── Exercise data ──

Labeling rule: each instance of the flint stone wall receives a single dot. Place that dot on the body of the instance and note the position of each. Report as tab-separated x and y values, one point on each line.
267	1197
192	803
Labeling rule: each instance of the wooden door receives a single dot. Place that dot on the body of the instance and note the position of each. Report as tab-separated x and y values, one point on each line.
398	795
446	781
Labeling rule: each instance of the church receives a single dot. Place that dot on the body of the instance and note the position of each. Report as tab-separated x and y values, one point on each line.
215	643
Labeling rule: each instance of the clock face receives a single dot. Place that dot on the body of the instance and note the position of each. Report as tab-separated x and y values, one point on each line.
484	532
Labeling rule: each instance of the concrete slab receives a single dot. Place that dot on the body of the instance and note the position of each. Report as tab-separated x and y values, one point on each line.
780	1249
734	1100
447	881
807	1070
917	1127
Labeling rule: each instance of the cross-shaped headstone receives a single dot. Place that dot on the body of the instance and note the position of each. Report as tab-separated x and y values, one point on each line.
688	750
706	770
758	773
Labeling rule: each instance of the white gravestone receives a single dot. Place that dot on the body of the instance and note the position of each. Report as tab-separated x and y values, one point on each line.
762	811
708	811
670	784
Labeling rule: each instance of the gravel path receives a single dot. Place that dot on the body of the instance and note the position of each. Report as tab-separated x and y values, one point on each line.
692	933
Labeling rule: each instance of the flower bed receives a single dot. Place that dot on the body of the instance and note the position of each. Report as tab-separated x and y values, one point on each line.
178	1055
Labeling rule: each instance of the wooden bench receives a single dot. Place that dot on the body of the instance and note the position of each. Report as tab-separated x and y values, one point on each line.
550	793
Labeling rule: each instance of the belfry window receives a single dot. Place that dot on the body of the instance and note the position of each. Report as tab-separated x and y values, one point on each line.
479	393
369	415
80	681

───

Please provide an exact transcription of each line from the one holding "Labeling rule: each instance of the white" through the final line of the data above.

Labeling rule: each instance of the white gravestone receives a single dot. Place that dot on the body of the instance and note the position of each. Report as tab-separated x and y values, one point on each line.
762	811
708	811
670	784
Labeling rule: each instance of the gravel path receives a single dot. Place that dot on the body of the instance and note the position of each. Report as tab-separated x and y values, one point on each line.
692	933
Labeling rule: each instance of the flower bed receives a single dot. Place that dot on the body of the instance and note the position of each. Report as tab-separated x and y values, one point on each line.
178	1055
Labeling rule: each instance of the wooden bench receives a single dot. Place that dot on the body of the instance and note the position of each. Report as tab-separated x and y values, one point on each line.
550	793
Labeling rule: each instance of the belfry window receives a single dot. Place that dot on the body of the instance and note the position of each. Report as tab-separated x and y values, one point on each line.
479	393
369	415
80	681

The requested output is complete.